Return every record in full. Match each one exactly.

*** Opening of GIVEN DATA ***

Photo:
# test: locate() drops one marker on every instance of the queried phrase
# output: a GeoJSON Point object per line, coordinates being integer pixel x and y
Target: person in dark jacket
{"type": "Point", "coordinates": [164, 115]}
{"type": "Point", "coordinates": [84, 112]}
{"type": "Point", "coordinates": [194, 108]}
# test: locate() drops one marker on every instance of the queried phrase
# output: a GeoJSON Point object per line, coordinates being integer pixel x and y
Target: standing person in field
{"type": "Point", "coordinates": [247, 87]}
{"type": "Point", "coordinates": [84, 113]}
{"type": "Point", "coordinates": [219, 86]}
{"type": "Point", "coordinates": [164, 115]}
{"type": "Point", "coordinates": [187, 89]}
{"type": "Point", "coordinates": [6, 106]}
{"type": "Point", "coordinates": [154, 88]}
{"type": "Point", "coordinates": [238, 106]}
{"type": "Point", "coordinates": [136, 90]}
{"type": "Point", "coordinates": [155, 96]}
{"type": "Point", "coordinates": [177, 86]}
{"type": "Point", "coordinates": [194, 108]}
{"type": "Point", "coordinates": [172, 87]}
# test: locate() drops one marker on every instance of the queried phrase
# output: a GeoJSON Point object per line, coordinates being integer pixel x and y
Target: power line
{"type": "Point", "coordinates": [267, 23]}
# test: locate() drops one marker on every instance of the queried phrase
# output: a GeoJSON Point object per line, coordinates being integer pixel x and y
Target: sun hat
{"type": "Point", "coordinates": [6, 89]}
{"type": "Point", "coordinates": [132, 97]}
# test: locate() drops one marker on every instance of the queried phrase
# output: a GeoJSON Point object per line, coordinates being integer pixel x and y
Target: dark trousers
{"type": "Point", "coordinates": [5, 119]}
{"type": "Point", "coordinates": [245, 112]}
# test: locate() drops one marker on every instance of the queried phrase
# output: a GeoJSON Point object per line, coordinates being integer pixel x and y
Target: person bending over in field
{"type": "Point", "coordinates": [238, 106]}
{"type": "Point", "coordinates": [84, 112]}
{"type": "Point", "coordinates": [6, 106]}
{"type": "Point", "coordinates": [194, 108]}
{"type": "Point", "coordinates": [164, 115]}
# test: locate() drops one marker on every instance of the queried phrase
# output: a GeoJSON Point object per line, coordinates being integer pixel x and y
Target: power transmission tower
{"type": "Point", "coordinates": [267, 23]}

*** Close of GIVEN DATA ***

▶ **RESULT FOR THIS TASK**:
Photo:
# test: locate() drops one marker on every instance of the queried phrase
# output: a GeoJSON Point object per line, coordinates being integer pixel x and y
Target: person in dark jacket
{"type": "Point", "coordinates": [164, 115]}
{"type": "Point", "coordinates": [84, 112]}
{"type": "Point", "coordinates": [194, 108]}
# test: locate() drops one marker on every instance of the queried phrase
# output: a GeoJSON Point object per line, coordinates being integer pixel x and y
Target: standing person in field
{"type": "Point", "coordinates": [247, 87]}
{"type": "Point", "coordinates": [84, 113]}
{"type": "Point", "coordinates": [219, 86]}
{"type": "Point", "coordinates": [164, 115]}
{"type": "Point", "coordinates": [187, 89]}
{"type": "Point", "coordinates": [6, 106]}
{"type": "Point", "coordinates": [154, 88]}
{"type": "Point", "coordinates": [238, 106]}
{"type": "Point", "coordinates": [136, 90]}
{"type": "Point", "coordinates": [155, 96]}
{"type": "Point", "coordinates": [177, 86]}
{"type": "Point", "coordinates": [194, 108]}
{"type": "Point", "coordinates": [172, 87]}
# test: locate() drops one marker on every instance of the queried phrase
# output: a GeoJSON Point object per line, coordinates being integer pixel x and y
Target: power line
{"type": "Point", "coordinates": [267, 23]}
# test: locate() drops one marker on every instance of the queried phrase
# output: a GeoJSON Point object per line, coordinates being integer pixel x and y
Target: sun hat
{"type": "Point", "coordinates": [6, 89]}
{"type": "Point", "coordinates": [132, 97]}
# test: locate() drops one marker on every instance of the queried phrase
# output: a GeoJSON Point object per line, coordinates being integer pixel x and y
Target: dark trousers
{"type": "Point", "coordinates": [5, 119]}
{"type": "Point", "coordinates": [245, 112]}
# test: locate() drops one marker on every instance of the queried phrase
# output: a GeoJSON Point object per line, coordinates being integer pixel x and y
Target: person bending over in field
{"type": "Point", "coordinates": [238, 106]}
{"type": "Point", "coordinates": [84, 112]}
{"type": "Point", "coordinates": [6, 106]}
{"type": "Point", "coordinates": [194, 108]}
{"type": "Point", "coordinates": [164, 115]}
# test: locate() drops one marker on every instance of the queried phrase
# output: a GeoJSON Point object per line, coordinates being integer pixel x and y
Target: power transmission tower
{"type": "Point", "coordinates": [267, 23]}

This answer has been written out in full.